At this junction in his career, Welles began dividing his time between Hollywood and New York. His latest Broadway venture was an expensively mounted co-production with producer/showman Michael Todd: Around the World in Eighty Days. Unfortunately for the pair, midway through the planning stages, Todd ran out of money. Enter Harry Cohn with an offer to secure Welles services for another thriller along the lines of The Stranger. Welles reportedly gambled with Cohn to secure money needed to complete his venture with Todd. In return, Welles agreed to produce, direct and star in The Lady from Shanghai (1947); a macabre thriller based on the novel ‘If I Die Before I Wake.’ The project began in earnest and mutual respect but quietly degenerated into confusion and debacle behind the scenes.

Rita Hayworth was cast as Elsa Rosalie Bannister against Welles objections. He had conceived the film as a low budget thriller. However, Hayworth’s participation ensured two criteria – first; that the film would have to be mounted on a more ambitious scale, and – second; that the plot would need to conform more steadily to the public’s expectations from a Hayworth Grade-A movie.

On the home front, Hayworth and Welles’ stormy marriage had quietly disintegrated prior to pre-production. Hayworth had hoped that working together would reunite them romantically. To this end, she even allowed Welles to cut and dye her trademark red tresses blonde. When Harry Cohn discovered this alteration he was furious, openly grumbling that “I’ll never do this again. What’s the point of allowing a man to be director, star and producer? I might as well be janitor!”

However, Cohn lavished more concern over the film’s spiraling budget and what he perceived to be Welles over indulgences on insignificant aspect of the production. For example, Welles had originally conceived an elaborate funhouse sequence to round out the film’s climactic confrontation between Elsa and Michael (his character). The sequence incorporated some very bizarre visual elements, including a room entirely constructed from dangling arms and a half decapitated skull with a blonde wig and cigarette vaguely resembling Hayworth’s character. These details were supplied by Welles, who actually devised and painted portions of the funhouse set himself. Cohn thought the added expense extremely wasteful.

Welles’ rough cut on The Lady from Shanghai ran nearly two and a half hours – a last straw in excess that Harry Cohn would simply not tolerate. Relieving Welles of his directorial duties, Cohn had his own editor hack into the film with ruthless indecision, reducing its running time to barely 98 minutes and cropping the aforementioned funhouse sequence to a brief ‘hall of mirrors’ finale. The Lady from Shanghai was released to tepid box office response and ruthless reviews. Yet, the legend and myth surrounding The Lady from Shanghai, that it “cost a fortune, lost a fortune and ended Welles’ career at any of the major studios” is quite false.

• [What you need to do]
1 > According to the text on The Lady from Shanghai, why could the film no longer be the low-budget thriller Welles had conceived? Answer in one to three sentences.
2 > Go on with the account of The Lady from Shanghai from the point where it stops.
These lines have no connection to the text above.

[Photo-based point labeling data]
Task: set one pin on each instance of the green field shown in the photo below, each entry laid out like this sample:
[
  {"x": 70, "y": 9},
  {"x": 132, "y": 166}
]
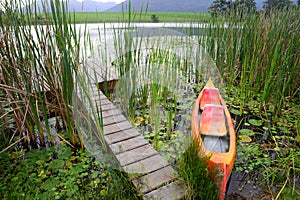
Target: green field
[{"x": 100, "y": 17}]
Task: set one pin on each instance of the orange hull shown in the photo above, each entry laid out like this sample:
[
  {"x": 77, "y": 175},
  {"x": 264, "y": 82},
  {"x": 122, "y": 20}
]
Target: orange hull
[{"x": 223, "y": 161}]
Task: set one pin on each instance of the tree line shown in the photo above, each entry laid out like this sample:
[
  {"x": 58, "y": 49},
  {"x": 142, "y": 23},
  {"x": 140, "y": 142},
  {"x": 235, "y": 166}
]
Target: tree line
[{"x": 223, "y": 7}]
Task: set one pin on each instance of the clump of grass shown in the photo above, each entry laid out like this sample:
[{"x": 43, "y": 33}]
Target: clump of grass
[
  {"x": 38, "y": 67},
  {"x": 259, "y": 54},
  {"x": 197, "y": 178}
]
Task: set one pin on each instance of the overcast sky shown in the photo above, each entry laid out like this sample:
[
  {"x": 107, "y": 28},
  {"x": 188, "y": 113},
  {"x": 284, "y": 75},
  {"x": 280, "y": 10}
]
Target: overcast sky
[{"x": 116, "y": 1}]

• [Answers to the exercises]
1 > Rita Hayworth's casting changed it. Her participation meant the film would have to be mounted on a more ambitious scale. Its plot would also need to conform more steadily to what the public expected from a Hayworth Grade-A movie.

2 >
In reality, the film cost no more than any other Rita Hayworth film of the period. While it is true that The Lady from Shanghai was not a financial success, in Hollywood the failure did little to curb Welles’ popularity as an actor. He appeared in Othello (1952), staged a low budget version of King Lear (1953) for television, appeared to good effect in the cult classic, Mr. Arkadin (1955) and even found time to host and star in an episode of television’s Ford Star Jubilee. What is undeniable about The Lady from Shanghai is that it proved the final undoing of the Welles/Hayworth union. The couple were divorced on December 1, 1948. The film also marked the second to last time Welles would be allowed to direct, produce and star in a project of his own choice.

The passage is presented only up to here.